-- Start DATA SECTION --

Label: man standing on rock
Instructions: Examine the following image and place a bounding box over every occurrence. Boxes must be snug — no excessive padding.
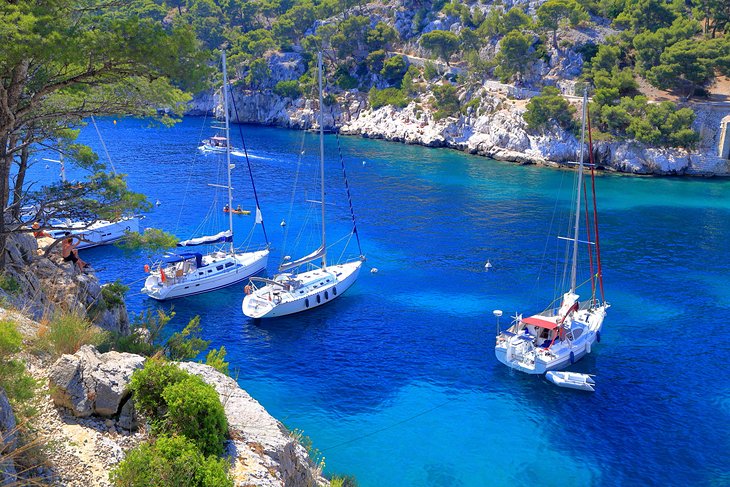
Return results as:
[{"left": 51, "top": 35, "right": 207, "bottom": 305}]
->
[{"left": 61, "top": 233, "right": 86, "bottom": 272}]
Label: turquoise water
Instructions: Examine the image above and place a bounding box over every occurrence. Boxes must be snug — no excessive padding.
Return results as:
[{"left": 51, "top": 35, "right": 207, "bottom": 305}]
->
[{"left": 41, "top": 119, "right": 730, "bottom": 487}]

-- End DATA SECTION --

Recast everything from the line containing "Label: turquoise water" down to the end of the records as a two-column CSV with the columns entry_text and answer. Give one row per record, holding its text and its answer, each in a single quoted field with line breaks turned into spaces.

entry_text,answer
"Label: turquoise water Instructions: Examine the image above and place a bounding box over every occurrence. Boxes must be snug — no excessive padding. Return results as: [{""left"": 51, ""top"": 35, ""right"": 207, ""bottom"": 305}] ->","[{""left"": 41, ""top"": 119, ""right"": 730, ""bottom"": 487}]"